• [Obiettivo 1] Individua nell'elenco ogni riga che contiene la parola "jersey" e ricopiala, tenendo conto di maiuscole e minuscole.

• [Testo di partenza]
/---

L’acqua, dunque. Ovvero “Giochi d’acque” tra le
“correnti” i “riflessi” e i “miei” fiumi
ungarettiano che hanno il respiro dell’erba nelle
“trasparenze” che danno un senso al “Meriggio sul
fiume”. Ma l’acqua non è soltanto riposo, attesa,
pazienza, alba o crepuscolo. L’acqua è il marinaio
che osserva, è la scogliera che si lascia squarciare
o ferire, è un “Gioco di azzurri” nello spazio che
montalianamente accoglie il “meriggiare” che cade
sulle litoranea nonostante il sollievo delle nubi
che si lascia attraversare dai “capricci”.
Le nubi
hanno sempre capricci. Certo. Ma Carrozzo ha
“trasparenze”, anzi la sua pittura vive nelle
trasparenze che non sono solo i colori ma i
paesaggi. Tutto, alla fine, diventa paesaggio. Anche
il Sele è scenario di un paesaggio, anche la
“mareggiata” è il paesaggio che penetra la battigia
portando sulla spiaggia i cocci del primo mattino.

\---

• [Dati mostrati]
/---

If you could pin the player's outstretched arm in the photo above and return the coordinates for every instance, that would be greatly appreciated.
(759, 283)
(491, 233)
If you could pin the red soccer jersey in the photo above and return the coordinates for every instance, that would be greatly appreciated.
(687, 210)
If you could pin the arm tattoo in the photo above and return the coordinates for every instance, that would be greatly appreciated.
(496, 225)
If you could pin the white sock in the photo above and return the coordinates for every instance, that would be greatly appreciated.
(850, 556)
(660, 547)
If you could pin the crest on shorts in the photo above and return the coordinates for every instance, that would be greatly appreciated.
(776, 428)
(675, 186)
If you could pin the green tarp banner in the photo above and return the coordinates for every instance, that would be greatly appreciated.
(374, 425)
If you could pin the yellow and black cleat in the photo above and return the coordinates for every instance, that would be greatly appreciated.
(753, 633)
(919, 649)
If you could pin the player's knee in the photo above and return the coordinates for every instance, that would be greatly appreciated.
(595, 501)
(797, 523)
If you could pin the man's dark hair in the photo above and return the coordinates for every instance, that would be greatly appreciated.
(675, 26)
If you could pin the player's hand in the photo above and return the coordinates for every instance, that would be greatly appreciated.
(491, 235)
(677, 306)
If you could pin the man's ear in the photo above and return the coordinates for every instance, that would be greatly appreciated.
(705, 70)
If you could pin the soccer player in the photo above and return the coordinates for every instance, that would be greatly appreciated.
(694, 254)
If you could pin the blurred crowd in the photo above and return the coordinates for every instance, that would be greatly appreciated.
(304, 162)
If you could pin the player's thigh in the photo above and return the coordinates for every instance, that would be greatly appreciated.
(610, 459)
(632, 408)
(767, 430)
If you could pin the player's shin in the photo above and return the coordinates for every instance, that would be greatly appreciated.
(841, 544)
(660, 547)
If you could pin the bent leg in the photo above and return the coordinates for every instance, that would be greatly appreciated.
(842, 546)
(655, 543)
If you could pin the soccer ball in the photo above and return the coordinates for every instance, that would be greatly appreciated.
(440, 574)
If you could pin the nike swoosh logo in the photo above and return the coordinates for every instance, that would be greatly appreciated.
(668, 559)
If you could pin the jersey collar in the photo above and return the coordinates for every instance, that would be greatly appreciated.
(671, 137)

\---
/---

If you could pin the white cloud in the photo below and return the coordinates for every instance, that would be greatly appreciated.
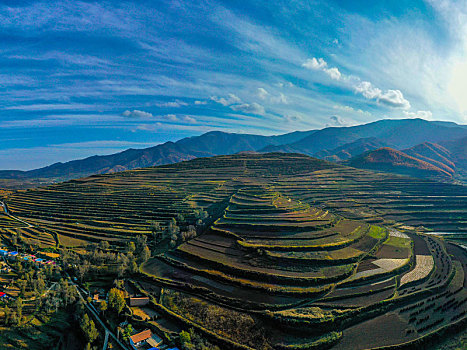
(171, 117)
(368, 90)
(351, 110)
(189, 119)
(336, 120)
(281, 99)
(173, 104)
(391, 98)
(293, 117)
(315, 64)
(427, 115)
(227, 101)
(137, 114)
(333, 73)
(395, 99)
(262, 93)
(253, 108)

\---
/---

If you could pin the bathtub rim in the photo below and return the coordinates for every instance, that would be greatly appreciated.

\---

• [Obiettivo 2] Riassumi in due frasi il testo sull'acqua e sui paesaggi nella pittura di Carrozzo.

• [Risposta svolta 1]
If you could pin the red soccer jersey in the photo above and return the coordinates for every instance, that would be greatly appreciated.
If you could pin the jersey collar in the photo above and return the coordinates for every instance, that would be greatly appreciated.

• [Risposta svolta 2] L'acqua non è soltanto riposo, attesa, pazienza, alba o crepuscolo, ma è anche il marinaio che osserva e la scogliera che si lascia squarciare o ferire. La pittura di Carrozzo vive nelle trasparenze, che non sono solo i colori ma i paesaggi, e alla fine tutto diventa paesaggio, anche il Sele e la mareggiata.